__Objectif A__: D'après le texte extrait, quel objet deviendra le symbole de la transmission des lieux et des choses accompagnée de leur mémoire propre ?

__Texte extrait__:
# # #
Les photos en noir et blanc qui
ouvrent le film invitent d’emblée le spectateur dans un temps passé et
inscrivent l’histoire dans l’idée d’un héritage de valeurs humaines comme
topographiques : cette plage, qui sera l’horizon constant de Clara,
traverse les époques comme la vie de cette femme touchante. L’importance de la
lignée et du souvenir trouve sa place dès le préambule d’une fête
d’anniversaire où déjà chacun se remémore tout en faisant la passerelle vers
l’avenir : la vielle tante repense à sa jeunesse tandis que ses jeunes
descendants font un discours. C’est très finement que le réalisateur pense
l’ellipse qui suit : d’une façon simple et gracieuse, il passe d’une
époque à l’autre en instituant l’idée que la transmission des lieux et des
choses s’accompagnent de leur mémoire propre (la commode en deviendra l’objet
symbole). Cela sera développé par Clara elle-même lors de la scène de
l’interview où elle tente d’expliquer comment un vinyle ancien qu’elle possède
a du vécu, raconte une histoire unique, palpable, a contrario d’un morceau de
musique dématérialisé. Il faut dire que cette ancienne spécialiste musicale a
une imposante collection de vinyles qui n’ont pas le temps de prendre la
poussière tant elle les fait tourner sur sa platine. Clara profite de
l’existence entouré des vestiges stimulants d’un passé désormais en danger, ce
que Kleber Mendonça Filho restitue avec une vraie idée de mise en scène. En
effet, lors de la visite des promoteurs, un ample mouvement de caméra
accompagne leur trajet sans quitter l’appartement de Clara, mettant ainsi en
tension la menace extérieure et la paix intérieure (Clara assoupie sur son
hamac). Si cela paraît d’abord insolite, on remarque également rapidement la
récurrence de plans sur les pieds des protagonistes : rien de fétichiste,
mais la volonté de montrer des gens en prise avec leur milieu, en contact avec
un sol qu’ils foulent et qu’ils s’approprient dans ce qui est leur quotidien.
En opposition avec les promoteurs qui souillent cette terre qu’ils veulent
s’approprier (voir la scène filmée au ras du seuil de la porte où Clara
repousse, à plusieurs reprises, la brochure intrusive).
# # #
__Données fournies__:
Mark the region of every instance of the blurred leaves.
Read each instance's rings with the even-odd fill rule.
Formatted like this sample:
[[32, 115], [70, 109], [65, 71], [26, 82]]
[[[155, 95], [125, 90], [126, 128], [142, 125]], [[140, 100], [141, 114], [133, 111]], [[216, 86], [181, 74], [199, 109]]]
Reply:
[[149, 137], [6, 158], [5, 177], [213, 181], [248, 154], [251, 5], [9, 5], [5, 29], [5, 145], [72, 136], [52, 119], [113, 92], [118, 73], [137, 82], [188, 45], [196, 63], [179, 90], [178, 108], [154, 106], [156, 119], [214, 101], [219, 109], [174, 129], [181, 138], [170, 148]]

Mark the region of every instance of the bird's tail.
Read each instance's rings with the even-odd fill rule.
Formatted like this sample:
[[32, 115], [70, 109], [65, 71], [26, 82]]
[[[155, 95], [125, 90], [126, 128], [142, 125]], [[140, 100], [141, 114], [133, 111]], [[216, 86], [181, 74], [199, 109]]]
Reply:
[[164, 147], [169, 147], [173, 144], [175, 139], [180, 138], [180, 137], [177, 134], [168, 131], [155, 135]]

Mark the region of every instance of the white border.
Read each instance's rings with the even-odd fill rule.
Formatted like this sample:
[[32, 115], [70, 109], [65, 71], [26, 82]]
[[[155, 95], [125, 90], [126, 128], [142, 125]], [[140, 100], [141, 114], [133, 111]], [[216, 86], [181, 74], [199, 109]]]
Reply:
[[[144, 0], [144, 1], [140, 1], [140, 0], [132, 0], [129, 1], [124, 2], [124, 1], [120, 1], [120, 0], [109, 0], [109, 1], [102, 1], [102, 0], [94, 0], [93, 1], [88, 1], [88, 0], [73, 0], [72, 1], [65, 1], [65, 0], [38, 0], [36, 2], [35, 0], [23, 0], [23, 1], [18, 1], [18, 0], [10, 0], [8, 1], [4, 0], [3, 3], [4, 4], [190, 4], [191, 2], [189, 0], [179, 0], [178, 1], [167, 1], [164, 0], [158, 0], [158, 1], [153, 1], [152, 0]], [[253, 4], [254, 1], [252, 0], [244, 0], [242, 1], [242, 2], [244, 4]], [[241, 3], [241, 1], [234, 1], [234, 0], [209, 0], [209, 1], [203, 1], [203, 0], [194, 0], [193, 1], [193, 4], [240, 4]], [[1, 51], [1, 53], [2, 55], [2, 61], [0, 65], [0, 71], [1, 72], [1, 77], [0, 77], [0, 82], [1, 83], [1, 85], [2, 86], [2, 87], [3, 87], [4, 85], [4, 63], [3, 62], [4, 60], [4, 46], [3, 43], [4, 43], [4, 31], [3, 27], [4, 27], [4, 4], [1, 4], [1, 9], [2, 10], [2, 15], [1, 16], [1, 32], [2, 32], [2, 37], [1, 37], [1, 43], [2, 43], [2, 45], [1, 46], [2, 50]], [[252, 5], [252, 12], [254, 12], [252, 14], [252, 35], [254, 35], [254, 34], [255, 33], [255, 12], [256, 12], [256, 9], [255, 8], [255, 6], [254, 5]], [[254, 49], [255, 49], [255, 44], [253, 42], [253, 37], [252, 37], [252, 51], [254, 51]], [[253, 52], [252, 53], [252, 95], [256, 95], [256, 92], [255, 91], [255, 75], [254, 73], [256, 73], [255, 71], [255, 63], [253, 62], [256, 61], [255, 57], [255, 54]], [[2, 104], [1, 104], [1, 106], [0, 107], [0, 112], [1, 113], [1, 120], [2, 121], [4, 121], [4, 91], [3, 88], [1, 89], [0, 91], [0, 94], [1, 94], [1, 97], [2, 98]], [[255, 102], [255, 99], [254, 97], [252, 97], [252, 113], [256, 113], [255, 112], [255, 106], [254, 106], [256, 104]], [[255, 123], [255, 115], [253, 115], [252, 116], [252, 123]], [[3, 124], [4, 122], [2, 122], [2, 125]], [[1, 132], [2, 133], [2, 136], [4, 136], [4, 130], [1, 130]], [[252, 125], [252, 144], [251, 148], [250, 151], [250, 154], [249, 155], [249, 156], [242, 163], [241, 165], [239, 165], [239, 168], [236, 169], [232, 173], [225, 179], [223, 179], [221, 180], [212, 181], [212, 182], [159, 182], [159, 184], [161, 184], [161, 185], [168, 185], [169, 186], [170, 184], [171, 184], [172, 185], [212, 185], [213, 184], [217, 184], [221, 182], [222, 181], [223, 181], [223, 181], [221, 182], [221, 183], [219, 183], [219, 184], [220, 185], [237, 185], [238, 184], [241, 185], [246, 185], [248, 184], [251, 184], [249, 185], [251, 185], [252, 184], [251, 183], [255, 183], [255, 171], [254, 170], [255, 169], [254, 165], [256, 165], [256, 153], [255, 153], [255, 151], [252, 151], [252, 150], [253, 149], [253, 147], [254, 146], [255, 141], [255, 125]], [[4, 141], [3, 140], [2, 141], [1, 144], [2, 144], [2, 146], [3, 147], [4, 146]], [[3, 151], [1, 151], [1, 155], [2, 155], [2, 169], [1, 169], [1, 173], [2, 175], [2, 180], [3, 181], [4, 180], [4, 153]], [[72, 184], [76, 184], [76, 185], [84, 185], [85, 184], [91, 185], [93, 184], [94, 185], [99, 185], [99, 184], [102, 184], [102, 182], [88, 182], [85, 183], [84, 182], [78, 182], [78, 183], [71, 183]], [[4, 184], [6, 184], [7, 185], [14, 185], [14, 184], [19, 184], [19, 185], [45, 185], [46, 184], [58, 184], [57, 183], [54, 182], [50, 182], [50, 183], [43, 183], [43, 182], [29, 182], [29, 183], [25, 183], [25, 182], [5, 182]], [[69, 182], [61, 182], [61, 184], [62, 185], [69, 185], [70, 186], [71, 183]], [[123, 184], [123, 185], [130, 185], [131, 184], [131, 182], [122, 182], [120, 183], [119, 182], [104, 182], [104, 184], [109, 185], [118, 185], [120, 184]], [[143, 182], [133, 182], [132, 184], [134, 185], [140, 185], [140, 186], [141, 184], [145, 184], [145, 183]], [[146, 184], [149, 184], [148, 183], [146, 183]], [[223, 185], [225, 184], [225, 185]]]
# # #
__Objectif B__: Mettez à jour le passage des entrées qui va de leur début jusqu'à la ligne contenant « 131], [155, 135]] » incluse, en remplaçant « sample » par « example » sans rien modifier d'autre, et ne renvoyez que ce passage.

__Réponse finale A__: La commode.

__Réponse finale B__:
Mark the region of every instance of the blurred leaves.
Read each instance's rings with the even-odd fill rule.
Formatted like this example:
[[32, 115], [70, 109], [65, 71], [26, 82]]
[[[155, 95], [125, 90], [126, 128], [142, 125]], [[140, 100], [141, 114], [133, 111]], [[216, 86], [181, 74], [199, 109]]]
Reply:
[[149, 137], [6, 158], [5, 177], [213, 181], [248, 154], [251, 5], [9, 5], [5, 29], [5, 145], [72, 136], [52, 119], [113, 92], [118, 73], [137, 82], [188, 45], [196, 63], [179, 90], [178, 108], [154, 106], [156, 119], [214, 101], [219, 109], [174, 129], [181, 138], [170, 148]]

Mark the region of every instance of the bird's tail.
Read each instance's rings with the even-odd fill rule.
Formatted like this example:
[[32, 115], [70, 109], [65, 71], [26, 82]]
[[[155, 95], [125, 90], [126, 128], [142, 125]], [[140, 100], [141, 114], [133, 111]], [[216, 86], [181, 74], [199, 109]]]
Reply:
[[164, 147], [169, 147], [173, 144], [175, 139], [180, 138], [180, 137], [177, 134], [168, 131], [155, 135]]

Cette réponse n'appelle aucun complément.